*PROBLEMA SCRITTO A*
Aggiungi 140 a ogni coordinata dei riquadri nelle risposte dei record, nel tratto che va dalla riga che contiene "Your task is to find trimmed" fino alla riga che contiene "(0, 750), (70, 834)", entrambe incluse, e riscrivi tutte quelle righe, richieste comprese. I numeri delle richieste e dei loro esempi di formato restano invariati.

*BRANO*
↓↓↓
Aversa (Ce)
Va a Erica Boschiero e al suo brano Anita,
ballata dal sapore folk, la quarta edizione del Premio Bianca d’Aponte di Aversa, nonché il premio per il “Miglior
testo”. Gli altri riconoscimenti: a Silvia
Caracristi il “Premio della Critica” per Pagine vuote; a Katres
il premio come “Miglior composizione” con
Bianco elettrico; a Pilar il
premio per la “Migliore interpretazione” per Attesa.
Di grande valore artistico gli
ospiti: dagli Avion Travel alla
madrina di questa edizione, Fausta Vetere
(standing ovation per lei), passando per Kaballà,
Rossana Casale, Momo, Ferruccio Spinetti,
Isa e Max Manfredi, che nella seconda serata si è esibito in un duetto
d’eccezione con Brunella Selo sulle
note di Reginella (pianoforte
inconfondibile di Marco Spiccio). E come di consueto, sul palco si sono esibite
anche le vincitrici delle passate edizioni: Veronica Marchi, Chiara
Morucci e Mama’s Gan.
E qui finisce il compitino
ingrato del reporter.
Ma ci sono altre cose importanti
da dire: il Premio Bianca d’Aponte di Aversa è un miracolo. Partiamo da una
considerazione: l’Italia è piena di premi e manifestazioni sulle canzoni; si premia
in nome del fanatismo necrofilo, di discografie morenti, di incompetenza viva e
vegeta in merito alle canzoni. Manca solo il premio vaticinato da Woody Allen
in Io e Annie: “Premio al più grande
dittatore nazista: Adolf Hitler”. Spesso, nelle giurie imperano discografici
claudicanti alla ricerca di un ventre piatto e volti televisivi; sui palchi
“presentatori annegati sputan perle raccolte da tutti i fondali” e l’esperienza
condivisa a ricordo dell’occasione è la tacita rincorsa alla filosofia della
posa in trequarti. I ragazzi che partecipano? Carne da mattatoio da sprezzare
per il macello. Non tutti i premi sono così, sia chiaro. Non serve scomodare il
Tenco – santa preterizione! – per trovare chi fa sul serio. Questi luoghi ci
sono, ma si confondono tra gare di ricerche al “ritornello che funziona” e
volti che spaccano il video, plastica pura. Nessuno suona più.
Fine della considerazione.
↑↑↑
*CONTENUTO DEI RECORD*
↓↓↓
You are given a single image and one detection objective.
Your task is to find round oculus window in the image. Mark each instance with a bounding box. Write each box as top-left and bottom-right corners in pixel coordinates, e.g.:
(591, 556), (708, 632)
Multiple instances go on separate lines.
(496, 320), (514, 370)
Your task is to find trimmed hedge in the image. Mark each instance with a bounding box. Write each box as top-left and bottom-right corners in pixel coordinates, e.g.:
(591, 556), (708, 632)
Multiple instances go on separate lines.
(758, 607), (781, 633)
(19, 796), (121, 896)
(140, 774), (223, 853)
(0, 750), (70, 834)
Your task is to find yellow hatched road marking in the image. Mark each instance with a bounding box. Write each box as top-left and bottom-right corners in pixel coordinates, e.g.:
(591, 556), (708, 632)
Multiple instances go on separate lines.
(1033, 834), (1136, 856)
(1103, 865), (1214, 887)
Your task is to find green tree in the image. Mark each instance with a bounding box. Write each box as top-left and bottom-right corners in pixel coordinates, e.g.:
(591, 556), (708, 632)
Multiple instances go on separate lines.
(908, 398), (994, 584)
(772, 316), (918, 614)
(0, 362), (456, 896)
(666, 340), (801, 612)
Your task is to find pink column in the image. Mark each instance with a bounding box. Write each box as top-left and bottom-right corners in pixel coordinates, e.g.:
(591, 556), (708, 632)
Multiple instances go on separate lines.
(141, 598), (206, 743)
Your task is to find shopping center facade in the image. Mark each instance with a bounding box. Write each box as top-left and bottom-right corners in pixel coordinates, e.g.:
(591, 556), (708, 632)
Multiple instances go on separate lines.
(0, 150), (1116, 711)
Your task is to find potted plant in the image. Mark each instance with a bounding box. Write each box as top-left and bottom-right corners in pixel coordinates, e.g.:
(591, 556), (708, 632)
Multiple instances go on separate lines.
↑↑↑
*PROBLEMA SCRITTO B*
Nel brano sul Premio Bianca d'Aponte, chi ha ricevuto il premio per la "Migliore interpretazione" e con quale canzone?

*SOLUZIONE ESERCIZIO A*
Your task is to find trimmed hedge in the image. Mark each instance with a bounding box. Write each box as top-left and bottom-right corners in pixel coordinates, e.g.:
(591, 556), (708, 632)
Multiple instances go on separate lines.
(898, 747), (921, 773)
(159, 936), (261, 1036)
(280, 914), (363, 993)
(140, 890), (210, 974)

*SOLUZIONE ESERCIZIO B*
Pilar, con Attesa.